>>
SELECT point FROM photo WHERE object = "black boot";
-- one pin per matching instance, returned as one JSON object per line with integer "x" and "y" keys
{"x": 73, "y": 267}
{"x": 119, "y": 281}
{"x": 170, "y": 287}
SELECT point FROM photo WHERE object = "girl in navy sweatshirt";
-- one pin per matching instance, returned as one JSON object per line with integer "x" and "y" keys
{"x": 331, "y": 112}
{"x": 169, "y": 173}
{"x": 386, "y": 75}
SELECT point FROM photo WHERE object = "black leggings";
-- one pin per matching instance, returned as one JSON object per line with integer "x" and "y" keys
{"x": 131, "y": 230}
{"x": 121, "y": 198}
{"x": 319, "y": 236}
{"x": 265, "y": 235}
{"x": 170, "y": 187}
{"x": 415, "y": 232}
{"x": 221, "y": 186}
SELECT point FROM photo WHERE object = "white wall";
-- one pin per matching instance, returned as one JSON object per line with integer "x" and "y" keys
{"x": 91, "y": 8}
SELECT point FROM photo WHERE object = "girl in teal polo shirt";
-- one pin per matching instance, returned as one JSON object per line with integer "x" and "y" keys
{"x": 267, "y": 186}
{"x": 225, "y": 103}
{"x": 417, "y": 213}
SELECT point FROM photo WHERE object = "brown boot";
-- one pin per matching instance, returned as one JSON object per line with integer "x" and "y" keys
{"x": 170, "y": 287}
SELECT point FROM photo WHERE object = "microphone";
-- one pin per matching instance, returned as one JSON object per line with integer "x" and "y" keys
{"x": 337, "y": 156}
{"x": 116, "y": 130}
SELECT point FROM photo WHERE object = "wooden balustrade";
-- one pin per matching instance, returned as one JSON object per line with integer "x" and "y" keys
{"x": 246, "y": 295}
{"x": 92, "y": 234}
<<
**WHAT YOU SHOULD DO**
Copy all of the lines above again, substituting "wooden railing" for "wooden balustrade" and leaving everything else unchanged.

**COMPLETED EXERCISE**
SELECT point FROM photo WHERE object = "black boot";
-- one pin per matching instance, returned as one JSON object per line with integer "x" and "y" keys
{"x": 73, "y": 267}
{"x": 119, "y": 281}
{"x": 170, "y": 287}
SELECT point FROM photo WHERE object = "girl in navy sweatshirt";
-- one pin per matching instance, returned as one JSON object per line with integer "x" and "y" keys
{"x": 331, "y": 112}
{"x": 169, "y": 173}
{"x": 386, "y": 75}
SELECT point FROM photo WHERE object = "black leggings";
-- one pin per matching instance, returned as one JSON object per line with integer "x" and "y" keys
{"x": 131, "y": 230}
{"x": 121, "y": 198}
{"x": 319, "y": 236}
{"x": 265, "y": 235}
{"x": 170, "y": 187}
{"x": 415, "y": 232}
{"x": 221, "y": 186}
SELECT point FROM photo WHERE object = "white wall";
-- one pin per matching instance, returned as one JSON object per line with integer "x" and "y" keys
{"x": 91, "y": 8}
SELECT point FROM photo WHERE object = "girl in teal polo shirt";
-- one pin per matching instance, returned as one JSON object per line with integer "x" and "y" keys
{"x": 267, "y": 186}
{"x": 225, "y": 103}
{"x": 417, "y": 213}
SELECT point FROM photo WHERE object = "brown boot";
-- one pin per matching instance, returned as one JSON object per line with integer "x" and "y" keys
{"x": 170, "y": 287}
SELECT point FROM photo WHERE object = "microphone";
-- one pin per matching instance, returned as one JSON object per line with integer "x" and "y" keys
{"x": 337, "y": 156}
{"x": 116, "y": 130}
SELECT point FROM photo WHERE object = "wooden railing";
-- one pin per matching instance, returned as one JSON object per line with integer "x" and "y" keys
{"x": 246, "y": 295}
{"x": 92, "y": 234}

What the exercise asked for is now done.